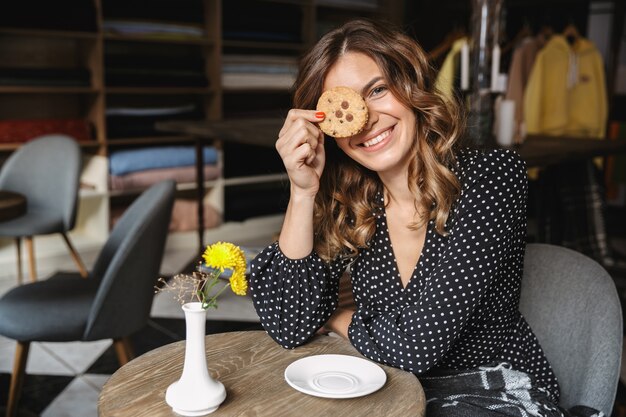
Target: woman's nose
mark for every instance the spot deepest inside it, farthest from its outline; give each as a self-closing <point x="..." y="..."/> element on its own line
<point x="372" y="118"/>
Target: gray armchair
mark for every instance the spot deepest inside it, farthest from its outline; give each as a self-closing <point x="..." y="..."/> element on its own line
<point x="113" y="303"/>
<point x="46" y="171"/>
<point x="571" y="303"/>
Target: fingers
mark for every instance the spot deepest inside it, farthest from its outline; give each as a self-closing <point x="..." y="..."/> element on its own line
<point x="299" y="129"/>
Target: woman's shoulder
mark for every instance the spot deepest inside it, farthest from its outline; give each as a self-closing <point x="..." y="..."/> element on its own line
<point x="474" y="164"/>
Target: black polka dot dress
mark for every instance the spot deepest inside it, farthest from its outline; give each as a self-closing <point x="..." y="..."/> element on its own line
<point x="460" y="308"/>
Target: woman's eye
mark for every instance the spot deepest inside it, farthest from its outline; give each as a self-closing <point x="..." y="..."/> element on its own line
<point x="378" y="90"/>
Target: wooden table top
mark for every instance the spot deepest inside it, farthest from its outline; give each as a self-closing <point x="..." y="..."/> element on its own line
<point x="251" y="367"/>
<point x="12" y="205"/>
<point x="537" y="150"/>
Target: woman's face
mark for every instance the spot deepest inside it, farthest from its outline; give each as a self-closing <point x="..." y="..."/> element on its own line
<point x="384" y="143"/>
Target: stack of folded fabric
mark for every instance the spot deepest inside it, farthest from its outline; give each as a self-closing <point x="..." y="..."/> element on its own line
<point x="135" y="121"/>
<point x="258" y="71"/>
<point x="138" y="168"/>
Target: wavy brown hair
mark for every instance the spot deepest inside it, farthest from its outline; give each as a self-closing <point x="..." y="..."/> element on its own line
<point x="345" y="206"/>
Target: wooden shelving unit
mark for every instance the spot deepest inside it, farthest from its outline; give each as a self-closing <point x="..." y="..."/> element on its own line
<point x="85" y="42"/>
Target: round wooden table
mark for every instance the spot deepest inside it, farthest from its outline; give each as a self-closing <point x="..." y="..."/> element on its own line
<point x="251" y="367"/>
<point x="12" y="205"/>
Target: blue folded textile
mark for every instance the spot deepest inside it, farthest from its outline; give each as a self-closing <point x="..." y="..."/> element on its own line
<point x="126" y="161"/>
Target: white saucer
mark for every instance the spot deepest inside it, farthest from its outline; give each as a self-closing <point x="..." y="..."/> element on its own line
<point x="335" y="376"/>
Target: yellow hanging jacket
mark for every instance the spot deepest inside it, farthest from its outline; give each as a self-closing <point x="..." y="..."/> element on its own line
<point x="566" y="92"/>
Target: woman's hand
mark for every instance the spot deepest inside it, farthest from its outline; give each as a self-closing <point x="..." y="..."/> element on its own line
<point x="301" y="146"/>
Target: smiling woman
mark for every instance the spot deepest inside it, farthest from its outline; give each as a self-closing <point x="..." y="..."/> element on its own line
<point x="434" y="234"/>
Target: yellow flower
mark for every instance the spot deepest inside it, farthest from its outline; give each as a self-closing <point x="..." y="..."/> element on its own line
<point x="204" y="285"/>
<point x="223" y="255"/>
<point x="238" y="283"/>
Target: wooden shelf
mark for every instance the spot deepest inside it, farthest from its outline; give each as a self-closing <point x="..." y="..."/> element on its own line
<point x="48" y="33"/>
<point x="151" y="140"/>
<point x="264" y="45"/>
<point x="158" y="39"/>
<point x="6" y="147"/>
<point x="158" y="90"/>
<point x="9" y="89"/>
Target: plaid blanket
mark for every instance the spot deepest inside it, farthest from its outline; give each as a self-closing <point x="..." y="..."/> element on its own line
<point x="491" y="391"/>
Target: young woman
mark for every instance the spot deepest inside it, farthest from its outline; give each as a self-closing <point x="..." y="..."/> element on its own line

EXERCISE INSTRUCTIONS: Write the records out exactly, dropping every image.

REPLY TO THE EXERCISE:
Target: woman's nose
mark for every instance the spot deepest inside it, farthest from its outline; give each as a self-closing <point x="..." y="..."/> element on its own line
<point x="372" y="118"/>
Target: gray armchair
mark for every instance the spot deepest inside it, farthest from its outline; give each as a self-closing <point x="..." y="..."/> element on its own line
<point x="113" y="303"/>
<point x="46" y="171"/>
<point x="571" y="303"/>
Target: fingers
mark for every instance the spot deepest inside it, farthest from its outline; give each as a self-closing <point x="..." y="..."/> element on its own line
<point x="299" y="129"/>
Target: woman's shoulder
mark for every instance the spot deepest inside it, farthest from its outline; give each as a self-closing <point x="..." y="..."/> element on its own line
<point x="474" y="164"/>
Target: black polka dot dress
mark for every instance the spot deepest inside it, farthest from its outline; give each as a self-closing <point x="..." y="..."/> element on its own line
<point x="460" y="308"/>
Target: woman's eye
mark for every instance the spot deepest inside it, farthest from its outline; give each as a self-closing <point x="..." y="..."/> element on its own line
<point x="378" y="90"/>
Target: wooden table top
mark for every instance the spot deepest inside it, farthest from its outline; give each as a self-closing <point x="..." y="..."/> element on its own line
<point x="251" y="367"/>
<point x="12" y="205"/>
<point x="537" y="150"/>
Target: woman's face
mark for every instance the spot deepest inside it, farthest from its outline; give each as a self-closing <point x="..." y="..."/> element on its own line
<point x="384" y="143"/>
Target: stack of folded fabric
mark for every instance the spot deepest inside it, farthest from its outline; give each as a self-closing <point x="..." y="..."/> element on its own line
<point x="135" y="121"/>
<point x="258" y="71"/>
<point x="138" y="168"/>
Target: wavy brown hair
mark for every instance the spot deepest inside it, farthest from its outline; give each as a self-closing <point x="..." y="..."/> element on its own line
<point x="345" y="206"/>
Target: wooden shelving unit
mark for every instance the spot deepest inside it, farthest from its outline; give each as a self-closing <point x="..." y="..."/> element on its own line
<point x="85" y="42"/>
Target: round wooden table
mark for every instance the spot deepest inside it, farthest from its outline; give each as a self-closing <point x="..." y="..."/> element on its own line
<point x="251" y="367"/>
<point x="12" y="205"/>
Target: blue folded textile
mark for every instance the spot deepest inside it, farthest from its outline; give each as a self-closing <point x="..." y="..."/> element on its own line
<point x="126" y="161"/>
Target: white saucer
mark for every instance the spot deepest inside it, farthest from its outline; give each as a self-closing <point x="..." y="..."/> element on its own line
<point x="335" y="376"/>
Target: yellow hanging jacket
mark for every instance the spot deepest inside it, farthest from its outline; give each as a self-closing <point x="..." y="..."/> element on its own line
<point x="566" y="92"/>
Target: woman's hand
mark for every instance the spot deepest inside it, farthest from its outline; give each as a self-closing <point x="..." y="..."/> element on its own line
<point x="301" y="146"/>
Target: smiling woman
mark for every instance the spot deepest inside it, farthest from its outline; give each as a self-closing <point x="..." y="..."/> element on its own line
<point x="434" y="234"/>
Target: yellow flower
mark for every instance the spot deepest inside it, farthest from its outline; give each as a self-closing <point x="..." y="..."/> element on its own line
<point x="204" y="285"/>
<point x="223" y="255"/>
<point x="238" y="283"/>
Target: wooden shelf
mark for every instance the spot deepest inside it, farthest from its outline; give each as a self-closing <point x="..." y="..."/> element on its own line
<point x="48" y="33"/>
<point x="151" y="140"/>
<point x="264" y="45"/>
<point x="158" y="39"/>
<point x="6" y="147"/>
<point x="158" y="90"/>
<point x="9" y="89"/>
Target: plaid blanket
mark for every instance the spot deepest inside it, farthest from its outline; give each as a self-closing <point x="..." y="..."/> element on its own line
<point x="491" y="391"/>
Target: young woman
mark for every instance the spot deepest inside it, farthest from its outline; give each as a self-closing <point x="..." y="..."/> element on its own line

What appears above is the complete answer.